Exercises to complete ::
a) Repeat the passage of the Budleigh cannabis article starting with "Budleigh man who" and going on through "and psychological conditions.".
b) List every condition the Budleigh cannabis article says the man grew cannabis to treat.
c) Answer these questions from the Budleigh cannabis article:
(i) What was the man's former occupation?
(ii) How many mature plants did police find in the living room?
(iii) What amount of unexplained cash payments did the Judge order investigated?

Text segment ::
Budleigh man who grew cannabis is spared jail
PUBLISHED: 13:37 26 October 2016 | UPDATED: 13:37 26 October 2016
A 61-year-old Budleigh Salterton man who grew cannabis for his own use has been handed a suspended jail sentence
A former boat designer from Budleigh Salterton who grew cannabis to treat a back injury, depression and insomnia has been spared a jail sentence.
Roger Lowe started buying the drug as medication but found the supplies he picked up on the street were too strong and gave him a sort throat.
He researched different varieties on the internet and grew particularly mild varietals which he believed were ideal for his medical and psychological conditions.
The 61-year-old planned to harvest his crops, dry the flowering heads, and turn them into biscuits, Exeter Crown Court was told.
Lowe, of Dukes Road, Budleigh Salterton, admitted the production of cannabis and was jailed for eight months, suspended for a year by Recorder Mr Donald Tait.
The Judge told him: “This was one blip and you are otherwise a perfectly decent, respectable man who thoroughly regrets committing this offence.
“It is a serious offence to cultivate cannabis. There is far too much of it going on in this country, but not usually by gentlemen of your vintage.”
The Judge ordered an investigation under the Proceeds of Crime Act into £14,500 of unexplained cash payments into Lowe’s bank accounts between 2009 and his arrest in 2015.
Mr Joss Ticehurst, prosecuting, said police searched Lowe’s home in Budleigh Salterton on June 24, 2015 and found 24 mature plants in the living room, 11 immature plants in one bedroom and 2 small cuttings in a second.

Data provided ::
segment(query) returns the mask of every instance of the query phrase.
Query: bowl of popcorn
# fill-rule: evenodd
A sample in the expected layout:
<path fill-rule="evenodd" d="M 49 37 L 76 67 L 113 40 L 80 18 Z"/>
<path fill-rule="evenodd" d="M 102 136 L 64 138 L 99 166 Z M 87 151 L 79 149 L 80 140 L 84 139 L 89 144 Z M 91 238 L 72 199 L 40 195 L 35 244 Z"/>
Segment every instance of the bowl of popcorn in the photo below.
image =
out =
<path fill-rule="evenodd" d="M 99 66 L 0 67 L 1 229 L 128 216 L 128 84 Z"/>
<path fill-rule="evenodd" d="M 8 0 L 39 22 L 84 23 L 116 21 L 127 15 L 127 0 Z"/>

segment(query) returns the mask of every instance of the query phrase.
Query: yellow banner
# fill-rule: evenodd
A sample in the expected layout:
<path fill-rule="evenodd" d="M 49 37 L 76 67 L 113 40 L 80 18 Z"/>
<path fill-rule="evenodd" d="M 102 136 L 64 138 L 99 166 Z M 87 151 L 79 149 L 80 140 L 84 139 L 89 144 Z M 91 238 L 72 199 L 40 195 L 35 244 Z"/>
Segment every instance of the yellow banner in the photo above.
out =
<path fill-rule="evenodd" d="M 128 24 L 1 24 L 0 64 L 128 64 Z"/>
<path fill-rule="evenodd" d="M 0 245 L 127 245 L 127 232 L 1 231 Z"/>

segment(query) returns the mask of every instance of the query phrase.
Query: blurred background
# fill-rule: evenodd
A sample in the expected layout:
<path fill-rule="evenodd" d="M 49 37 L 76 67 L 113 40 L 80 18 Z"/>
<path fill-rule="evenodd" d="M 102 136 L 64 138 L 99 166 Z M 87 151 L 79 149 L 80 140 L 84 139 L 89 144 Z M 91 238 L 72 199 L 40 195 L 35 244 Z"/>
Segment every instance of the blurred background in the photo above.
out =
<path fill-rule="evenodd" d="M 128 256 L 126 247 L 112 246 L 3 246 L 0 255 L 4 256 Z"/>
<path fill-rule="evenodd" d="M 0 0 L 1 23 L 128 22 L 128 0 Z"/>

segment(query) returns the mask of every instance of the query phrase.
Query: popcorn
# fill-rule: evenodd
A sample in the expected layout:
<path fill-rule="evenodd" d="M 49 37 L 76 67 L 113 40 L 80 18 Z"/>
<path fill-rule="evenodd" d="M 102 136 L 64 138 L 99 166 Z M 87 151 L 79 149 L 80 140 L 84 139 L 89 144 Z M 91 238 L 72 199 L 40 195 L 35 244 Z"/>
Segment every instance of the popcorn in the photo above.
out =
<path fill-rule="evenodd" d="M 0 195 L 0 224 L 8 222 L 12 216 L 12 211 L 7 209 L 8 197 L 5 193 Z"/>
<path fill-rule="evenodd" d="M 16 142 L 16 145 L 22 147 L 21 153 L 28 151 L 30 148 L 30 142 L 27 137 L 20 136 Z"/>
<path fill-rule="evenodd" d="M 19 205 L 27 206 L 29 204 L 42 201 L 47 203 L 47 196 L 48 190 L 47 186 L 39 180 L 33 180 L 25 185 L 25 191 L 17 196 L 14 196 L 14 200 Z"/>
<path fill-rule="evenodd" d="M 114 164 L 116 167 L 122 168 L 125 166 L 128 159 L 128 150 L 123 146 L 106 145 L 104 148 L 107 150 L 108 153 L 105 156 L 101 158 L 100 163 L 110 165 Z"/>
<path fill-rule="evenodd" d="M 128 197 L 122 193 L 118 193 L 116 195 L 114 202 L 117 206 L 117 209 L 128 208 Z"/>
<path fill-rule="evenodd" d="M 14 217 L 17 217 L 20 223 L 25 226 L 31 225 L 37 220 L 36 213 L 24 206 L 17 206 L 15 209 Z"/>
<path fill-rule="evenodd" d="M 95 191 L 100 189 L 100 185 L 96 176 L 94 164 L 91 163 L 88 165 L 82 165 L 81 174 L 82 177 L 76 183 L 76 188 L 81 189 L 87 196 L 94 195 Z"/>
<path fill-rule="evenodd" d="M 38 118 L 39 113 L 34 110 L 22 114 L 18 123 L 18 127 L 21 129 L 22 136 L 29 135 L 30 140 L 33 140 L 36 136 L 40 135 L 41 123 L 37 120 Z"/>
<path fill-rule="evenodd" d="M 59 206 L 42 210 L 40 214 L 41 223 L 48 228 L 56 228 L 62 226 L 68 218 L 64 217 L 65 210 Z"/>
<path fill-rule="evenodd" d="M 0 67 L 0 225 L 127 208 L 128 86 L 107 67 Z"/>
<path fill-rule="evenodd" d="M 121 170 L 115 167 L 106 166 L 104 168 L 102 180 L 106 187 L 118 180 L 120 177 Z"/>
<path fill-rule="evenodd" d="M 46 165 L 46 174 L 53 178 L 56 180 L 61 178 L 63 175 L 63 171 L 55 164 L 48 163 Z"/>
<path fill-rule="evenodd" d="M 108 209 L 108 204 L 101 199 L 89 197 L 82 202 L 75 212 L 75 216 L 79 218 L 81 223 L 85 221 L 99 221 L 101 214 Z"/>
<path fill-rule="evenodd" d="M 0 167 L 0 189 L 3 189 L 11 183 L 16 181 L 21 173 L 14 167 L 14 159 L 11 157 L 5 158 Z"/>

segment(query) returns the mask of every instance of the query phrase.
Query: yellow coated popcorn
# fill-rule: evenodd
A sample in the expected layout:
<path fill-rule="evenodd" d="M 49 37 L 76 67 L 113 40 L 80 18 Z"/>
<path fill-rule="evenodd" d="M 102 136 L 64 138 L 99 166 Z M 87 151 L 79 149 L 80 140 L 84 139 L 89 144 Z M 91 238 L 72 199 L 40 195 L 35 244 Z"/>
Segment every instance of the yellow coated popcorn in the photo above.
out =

Responses for each task ::
a)
Budleigh man who grew cannabis is spared jail
PUBLISHED: 13:37 26 October 2016 | UPDATED: 13:37 26 October 2016
A 61-year-old Budleigh Salterton man who grew cannabis for his own use has been handed a suspended jail sentence
A former boat designer from Budleigh Salterton who grew cannabis to treat a back injury, depression and insomnia has been spared a jail sentence.
Roger Lowe started buying the drug as medication but found the supplies he picked up on the street were too strong and gave him a sort throat.
He researched different varieties on the internet and grew particularly mild varietals which he believed were ideal for his medical and psychological conditions.

b) back injury, depression, insomnia

c)
(i) Boat designer
(ii) 24
(iii) £14,500